▶ What the task requires: Count how many lines of the records below contain the string "wheelchair", treating uppercase and lowercase letters as distinct. Reply with the number alone.

═══ Material for the task ═══

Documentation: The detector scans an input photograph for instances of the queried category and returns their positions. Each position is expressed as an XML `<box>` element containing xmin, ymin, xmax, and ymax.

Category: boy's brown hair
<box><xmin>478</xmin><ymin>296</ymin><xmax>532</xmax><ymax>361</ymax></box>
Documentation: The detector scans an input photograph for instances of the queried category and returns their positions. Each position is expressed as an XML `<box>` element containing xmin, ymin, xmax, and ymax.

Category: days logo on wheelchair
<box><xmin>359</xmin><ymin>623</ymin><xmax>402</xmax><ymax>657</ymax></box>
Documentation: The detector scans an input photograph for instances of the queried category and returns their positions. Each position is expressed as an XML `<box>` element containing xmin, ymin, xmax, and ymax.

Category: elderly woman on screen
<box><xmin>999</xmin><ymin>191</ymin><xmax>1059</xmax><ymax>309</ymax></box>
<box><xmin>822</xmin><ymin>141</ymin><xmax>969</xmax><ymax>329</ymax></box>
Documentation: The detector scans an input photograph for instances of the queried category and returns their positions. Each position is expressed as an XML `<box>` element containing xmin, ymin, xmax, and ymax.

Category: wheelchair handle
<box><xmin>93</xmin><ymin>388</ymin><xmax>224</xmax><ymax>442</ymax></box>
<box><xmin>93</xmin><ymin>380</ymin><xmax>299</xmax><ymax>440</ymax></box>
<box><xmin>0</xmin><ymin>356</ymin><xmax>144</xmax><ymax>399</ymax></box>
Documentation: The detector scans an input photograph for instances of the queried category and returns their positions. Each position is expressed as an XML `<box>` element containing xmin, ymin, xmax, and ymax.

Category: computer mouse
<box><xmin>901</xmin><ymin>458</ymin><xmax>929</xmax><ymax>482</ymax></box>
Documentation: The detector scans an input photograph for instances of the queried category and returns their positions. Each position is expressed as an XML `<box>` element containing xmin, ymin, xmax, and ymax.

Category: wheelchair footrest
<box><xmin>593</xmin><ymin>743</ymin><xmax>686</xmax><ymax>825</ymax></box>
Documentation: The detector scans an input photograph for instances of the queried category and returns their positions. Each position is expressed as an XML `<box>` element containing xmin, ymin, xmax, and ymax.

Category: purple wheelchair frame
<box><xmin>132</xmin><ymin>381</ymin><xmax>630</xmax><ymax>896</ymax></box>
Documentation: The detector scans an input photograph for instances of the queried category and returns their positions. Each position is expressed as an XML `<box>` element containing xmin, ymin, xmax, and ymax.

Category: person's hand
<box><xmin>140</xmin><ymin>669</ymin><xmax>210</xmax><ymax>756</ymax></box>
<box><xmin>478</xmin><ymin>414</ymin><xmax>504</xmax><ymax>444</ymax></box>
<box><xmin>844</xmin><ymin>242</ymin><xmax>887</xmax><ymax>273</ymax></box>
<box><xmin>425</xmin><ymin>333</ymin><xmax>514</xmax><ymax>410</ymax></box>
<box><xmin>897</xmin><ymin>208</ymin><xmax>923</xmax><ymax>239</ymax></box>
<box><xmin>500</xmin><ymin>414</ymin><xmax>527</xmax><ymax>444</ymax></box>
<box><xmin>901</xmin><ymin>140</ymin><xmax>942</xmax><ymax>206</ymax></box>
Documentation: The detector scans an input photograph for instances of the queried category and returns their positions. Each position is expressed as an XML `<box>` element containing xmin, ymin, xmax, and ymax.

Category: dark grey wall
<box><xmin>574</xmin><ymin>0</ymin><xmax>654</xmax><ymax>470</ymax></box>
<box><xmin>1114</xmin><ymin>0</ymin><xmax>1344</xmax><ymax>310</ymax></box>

═══

▶ Completed exercise: 4